+++ Selected extract +++

# Making Knives, Tools of the Trade



## VUnder (Sep 1, 2011)

We have been busy in the workshop lately. I think good knives will be a useful commodity for life and trade in the near future. Some are made from files, some from tool steel, some are stainless. Do not let anybody tell you that hand made knives do not last. Many in the picture were made before the bicentennial of the USA. My uncle made the older ones, he still makes them now, but I was lucky enough to be around and learn the trade from him.

I have lots of Studebaker springs, older cut files, and tool steels. It is nice to take a piece of metal and make a useful item out of it.


----------



## purecaffeine (Nov 2, 2011)

Very cool!


----------



## Magus (Dec 1, 2008)

I'm headed to the shop later myself,I do love a blade with a rolled edge!no machine can tap that out yet.

Nice work on the handles,what did you use to carve them?

+++ Material shown +++

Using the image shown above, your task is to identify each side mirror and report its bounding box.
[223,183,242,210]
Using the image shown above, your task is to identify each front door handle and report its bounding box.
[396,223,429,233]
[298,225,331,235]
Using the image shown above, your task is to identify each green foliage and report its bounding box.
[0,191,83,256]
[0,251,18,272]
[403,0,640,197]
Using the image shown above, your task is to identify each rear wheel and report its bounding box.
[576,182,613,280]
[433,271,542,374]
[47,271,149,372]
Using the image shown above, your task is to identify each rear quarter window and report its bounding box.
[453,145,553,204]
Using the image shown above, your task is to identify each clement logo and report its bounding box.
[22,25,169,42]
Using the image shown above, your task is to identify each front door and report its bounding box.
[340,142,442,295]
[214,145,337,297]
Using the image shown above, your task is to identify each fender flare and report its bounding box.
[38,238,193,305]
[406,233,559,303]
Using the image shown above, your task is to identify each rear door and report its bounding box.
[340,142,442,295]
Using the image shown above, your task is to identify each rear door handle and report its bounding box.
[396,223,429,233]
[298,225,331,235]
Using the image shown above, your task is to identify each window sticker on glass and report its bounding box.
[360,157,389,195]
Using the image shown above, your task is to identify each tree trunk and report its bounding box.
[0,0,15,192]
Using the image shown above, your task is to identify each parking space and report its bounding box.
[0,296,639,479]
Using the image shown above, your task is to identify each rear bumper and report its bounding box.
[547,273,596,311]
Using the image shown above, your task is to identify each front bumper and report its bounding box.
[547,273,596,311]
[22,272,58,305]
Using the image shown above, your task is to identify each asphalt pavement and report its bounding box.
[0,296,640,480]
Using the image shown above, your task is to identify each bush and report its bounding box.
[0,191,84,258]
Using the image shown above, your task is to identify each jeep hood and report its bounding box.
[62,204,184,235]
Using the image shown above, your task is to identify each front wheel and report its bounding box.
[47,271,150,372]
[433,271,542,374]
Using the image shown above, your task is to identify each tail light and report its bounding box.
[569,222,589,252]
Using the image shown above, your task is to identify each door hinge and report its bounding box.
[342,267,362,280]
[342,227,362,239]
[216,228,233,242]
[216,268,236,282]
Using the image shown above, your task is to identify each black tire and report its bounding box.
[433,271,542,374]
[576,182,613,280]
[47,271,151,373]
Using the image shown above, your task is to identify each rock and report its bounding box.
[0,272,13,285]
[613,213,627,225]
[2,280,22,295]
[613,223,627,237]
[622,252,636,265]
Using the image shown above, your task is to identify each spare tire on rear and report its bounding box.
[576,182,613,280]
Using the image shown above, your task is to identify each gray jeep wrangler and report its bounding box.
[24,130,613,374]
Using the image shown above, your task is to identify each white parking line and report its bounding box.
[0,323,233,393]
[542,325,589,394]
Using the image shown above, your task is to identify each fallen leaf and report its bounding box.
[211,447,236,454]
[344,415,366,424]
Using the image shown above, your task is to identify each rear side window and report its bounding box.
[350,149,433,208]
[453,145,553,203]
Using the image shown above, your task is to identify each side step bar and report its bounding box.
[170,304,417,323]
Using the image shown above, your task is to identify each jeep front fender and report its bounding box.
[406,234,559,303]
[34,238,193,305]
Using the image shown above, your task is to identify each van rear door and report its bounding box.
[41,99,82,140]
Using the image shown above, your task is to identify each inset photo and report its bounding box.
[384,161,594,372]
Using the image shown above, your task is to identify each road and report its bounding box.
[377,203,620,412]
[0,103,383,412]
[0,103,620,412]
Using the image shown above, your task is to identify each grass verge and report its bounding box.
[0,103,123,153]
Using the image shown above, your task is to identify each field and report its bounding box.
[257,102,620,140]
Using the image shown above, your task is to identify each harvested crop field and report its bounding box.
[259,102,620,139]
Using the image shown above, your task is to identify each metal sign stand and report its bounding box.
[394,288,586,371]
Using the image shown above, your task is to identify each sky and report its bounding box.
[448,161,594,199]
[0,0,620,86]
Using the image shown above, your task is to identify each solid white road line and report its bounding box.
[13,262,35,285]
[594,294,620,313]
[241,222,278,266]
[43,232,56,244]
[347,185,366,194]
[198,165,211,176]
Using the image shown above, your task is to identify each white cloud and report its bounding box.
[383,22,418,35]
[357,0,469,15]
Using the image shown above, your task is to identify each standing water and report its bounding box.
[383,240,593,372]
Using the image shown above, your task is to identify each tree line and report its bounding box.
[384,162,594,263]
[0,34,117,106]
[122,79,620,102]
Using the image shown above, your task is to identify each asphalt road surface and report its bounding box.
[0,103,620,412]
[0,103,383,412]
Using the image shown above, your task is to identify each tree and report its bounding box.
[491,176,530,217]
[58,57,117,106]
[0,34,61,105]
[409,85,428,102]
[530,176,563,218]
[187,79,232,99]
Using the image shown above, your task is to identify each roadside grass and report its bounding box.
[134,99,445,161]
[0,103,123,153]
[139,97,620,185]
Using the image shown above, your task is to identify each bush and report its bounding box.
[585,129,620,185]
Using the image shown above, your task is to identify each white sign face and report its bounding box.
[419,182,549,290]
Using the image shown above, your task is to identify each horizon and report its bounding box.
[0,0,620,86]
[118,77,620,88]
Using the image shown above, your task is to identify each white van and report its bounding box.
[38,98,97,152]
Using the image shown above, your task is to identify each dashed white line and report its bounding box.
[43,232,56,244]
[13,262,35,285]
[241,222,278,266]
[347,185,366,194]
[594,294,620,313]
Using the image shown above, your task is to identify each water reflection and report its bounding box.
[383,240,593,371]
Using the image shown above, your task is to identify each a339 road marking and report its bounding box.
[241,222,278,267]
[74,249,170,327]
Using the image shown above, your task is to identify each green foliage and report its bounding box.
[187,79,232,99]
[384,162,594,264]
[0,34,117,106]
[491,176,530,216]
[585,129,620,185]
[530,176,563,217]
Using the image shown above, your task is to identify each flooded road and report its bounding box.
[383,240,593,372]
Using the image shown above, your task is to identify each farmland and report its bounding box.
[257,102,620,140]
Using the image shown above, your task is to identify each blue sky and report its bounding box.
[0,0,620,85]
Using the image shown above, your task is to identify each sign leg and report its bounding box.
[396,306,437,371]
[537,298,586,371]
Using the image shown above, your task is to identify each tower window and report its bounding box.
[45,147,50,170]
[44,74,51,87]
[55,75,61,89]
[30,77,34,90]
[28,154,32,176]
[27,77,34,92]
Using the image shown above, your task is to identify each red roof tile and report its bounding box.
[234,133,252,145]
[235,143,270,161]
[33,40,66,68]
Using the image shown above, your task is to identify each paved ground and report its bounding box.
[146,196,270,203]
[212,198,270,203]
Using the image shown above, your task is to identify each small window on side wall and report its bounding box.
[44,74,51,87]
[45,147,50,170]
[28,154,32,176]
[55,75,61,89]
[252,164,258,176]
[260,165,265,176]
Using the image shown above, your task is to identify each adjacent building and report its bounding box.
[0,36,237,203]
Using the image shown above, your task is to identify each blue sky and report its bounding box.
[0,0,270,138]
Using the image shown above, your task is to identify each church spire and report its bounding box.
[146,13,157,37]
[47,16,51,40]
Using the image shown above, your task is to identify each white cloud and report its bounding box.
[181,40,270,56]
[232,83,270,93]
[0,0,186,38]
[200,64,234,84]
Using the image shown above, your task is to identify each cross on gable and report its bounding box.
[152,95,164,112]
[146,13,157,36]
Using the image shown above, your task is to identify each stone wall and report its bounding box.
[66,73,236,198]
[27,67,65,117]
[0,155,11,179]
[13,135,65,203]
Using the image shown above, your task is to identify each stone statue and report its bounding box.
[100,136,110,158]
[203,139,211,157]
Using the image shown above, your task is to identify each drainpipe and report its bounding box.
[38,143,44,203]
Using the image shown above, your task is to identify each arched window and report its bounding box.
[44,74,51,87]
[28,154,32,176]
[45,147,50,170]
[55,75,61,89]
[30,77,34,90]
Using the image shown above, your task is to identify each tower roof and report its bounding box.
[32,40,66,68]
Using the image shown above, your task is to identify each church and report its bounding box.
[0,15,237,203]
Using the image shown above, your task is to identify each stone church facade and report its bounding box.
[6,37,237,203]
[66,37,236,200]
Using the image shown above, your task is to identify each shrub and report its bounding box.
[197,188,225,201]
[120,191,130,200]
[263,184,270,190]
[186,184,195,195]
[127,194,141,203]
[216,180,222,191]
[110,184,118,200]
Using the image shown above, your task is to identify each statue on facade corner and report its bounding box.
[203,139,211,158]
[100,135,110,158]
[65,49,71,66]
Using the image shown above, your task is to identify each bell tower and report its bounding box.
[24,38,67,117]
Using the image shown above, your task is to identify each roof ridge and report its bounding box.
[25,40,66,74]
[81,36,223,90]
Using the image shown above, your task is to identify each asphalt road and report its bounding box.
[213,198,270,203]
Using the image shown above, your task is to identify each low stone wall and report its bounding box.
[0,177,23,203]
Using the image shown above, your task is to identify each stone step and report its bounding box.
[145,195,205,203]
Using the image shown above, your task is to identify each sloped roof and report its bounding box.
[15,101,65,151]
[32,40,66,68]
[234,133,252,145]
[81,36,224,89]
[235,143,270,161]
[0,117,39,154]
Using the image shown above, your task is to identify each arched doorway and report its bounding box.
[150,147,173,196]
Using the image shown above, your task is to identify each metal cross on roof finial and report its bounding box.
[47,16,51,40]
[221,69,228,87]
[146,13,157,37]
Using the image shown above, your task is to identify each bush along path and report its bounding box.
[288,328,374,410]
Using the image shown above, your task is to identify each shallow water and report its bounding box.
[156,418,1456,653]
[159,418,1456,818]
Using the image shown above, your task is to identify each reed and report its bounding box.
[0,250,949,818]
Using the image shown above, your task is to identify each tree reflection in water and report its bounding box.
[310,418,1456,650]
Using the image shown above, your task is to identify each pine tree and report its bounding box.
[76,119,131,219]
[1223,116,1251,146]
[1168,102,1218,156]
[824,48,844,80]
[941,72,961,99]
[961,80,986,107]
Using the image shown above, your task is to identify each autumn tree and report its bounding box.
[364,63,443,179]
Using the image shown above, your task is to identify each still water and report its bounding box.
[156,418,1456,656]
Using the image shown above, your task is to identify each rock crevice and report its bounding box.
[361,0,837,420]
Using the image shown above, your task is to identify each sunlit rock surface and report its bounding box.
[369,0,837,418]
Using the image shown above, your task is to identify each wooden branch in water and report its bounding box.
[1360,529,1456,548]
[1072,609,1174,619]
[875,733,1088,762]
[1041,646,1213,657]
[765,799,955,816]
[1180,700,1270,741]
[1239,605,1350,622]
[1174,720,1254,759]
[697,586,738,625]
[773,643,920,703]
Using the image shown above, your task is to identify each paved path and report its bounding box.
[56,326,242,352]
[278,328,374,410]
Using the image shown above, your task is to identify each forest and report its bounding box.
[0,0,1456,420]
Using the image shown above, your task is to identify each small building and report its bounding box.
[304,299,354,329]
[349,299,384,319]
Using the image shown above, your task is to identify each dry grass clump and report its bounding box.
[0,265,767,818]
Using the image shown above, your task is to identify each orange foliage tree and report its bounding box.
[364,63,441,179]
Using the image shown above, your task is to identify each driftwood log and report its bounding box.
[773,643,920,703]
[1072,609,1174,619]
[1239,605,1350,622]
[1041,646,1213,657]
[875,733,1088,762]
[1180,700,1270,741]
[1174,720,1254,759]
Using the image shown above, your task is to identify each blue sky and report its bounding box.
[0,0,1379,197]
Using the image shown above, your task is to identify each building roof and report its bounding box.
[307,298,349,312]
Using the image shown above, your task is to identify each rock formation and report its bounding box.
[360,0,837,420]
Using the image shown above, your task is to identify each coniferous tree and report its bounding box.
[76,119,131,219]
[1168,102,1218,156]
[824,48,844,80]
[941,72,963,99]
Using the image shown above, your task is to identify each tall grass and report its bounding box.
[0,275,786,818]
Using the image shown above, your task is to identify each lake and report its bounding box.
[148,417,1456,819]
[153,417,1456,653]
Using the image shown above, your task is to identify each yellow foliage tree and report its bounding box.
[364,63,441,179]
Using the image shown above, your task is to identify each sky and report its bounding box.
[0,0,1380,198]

+++

▸ Requirement 1:
Do the following statements agree with the knife-making thread? Answer yes or no for each, quoting the deciding words of the thread.
(a) VUnder learned the trade from an uncle.
(b) All the knives in the picture were made recently.
(c) Magus says a machine can now produce a rolled edge.
▸ Requirement 2: Output as a JSON list of strings, one per line, the lines of the records starting at their first line and ending at the line that contains "[0,296,640,480]", both ends included and blank lines left out.
The knife-making thread and the records come from unrelated sources.

▸ Right answer 1:
(a) Yes: "I was lucky enough to be around and learn the trade from him."
(b) No: "Many in the picture were made before the bicentennial of the USA."
(c) No: "no machine can tap that out yet."

▸ Right answer 2:
[
  "Using the image shown above, your task is to identify each side mirror and report its bounding box.",
  "[223,183,242,210]",
  "Using the image shown above, your task is to identify each front door handle and report its bounding box.",
  "[396,223,429,233]",
  "[298,225,331,235]",
  "Using the image shown above, your task is to identify each green foliage and report its bounding box.",
  "[0,191,83,256]",
  "[0,251,18,272]",
  "[403,0,640,197]",
  "Using the image shown above, your task is to identify each rear wheel and report its bounding box.",
  "[576,182,613,280]",
  "[433,271,542,374]",
  "[47,271,149,372]",
  "Using the image shown above, your task is to identify each rear quarter window and report its bounding box.",
  "[453,145,553,204]",
  "Using the image shown above, your task is to identify each clement logo and report its bounding box.",
  "[22,25,169,42]",
  "Using the image shown above, your task is to identify each front door and report its bounding box.",
  "[340,142,442,295]",
  "[214,145,337,297]",
  "Using the image shown above, your task is to identify each fender flare and report its bounding box.",
  "[38,238,193,305]",
  "[406,233,559,303]",
  "Using the image shown above, your task is to identify each rear door and report its bounding box.",
  "[340,142,442,295]",
  "Using the image shown above, your task is to identify each rear door handle and report its bounding box.",
  "[396,223,429,233]",
  "[298,225,331,235]",
  "Using the image shown above, your task is to identify each window sticker on glass and report its bounding box.",
  "[360,157,389,195]",
  "Using the image shown above, your task is to identify each tree trunk and report its bounding box.",
  "[0,0,15,192]",
  "Using the image shown above, your task is to identify each parking space and report its bounding box.",
  "[0,296,639,479]",
  "Using the image shown above, your task is to identify each rear bumper and report its bounding box.",
  "[547,273,596,311]",
  "Using the image shown above, your task is to identify each front bumper and report its bounding box.",
  "[547,273,596,311]",
  "[22,272,58,305]",
  "Using the image shown above, your task is to identify each asphalt pavement and report its bounding box.",
  "[0,296,640,480]"
]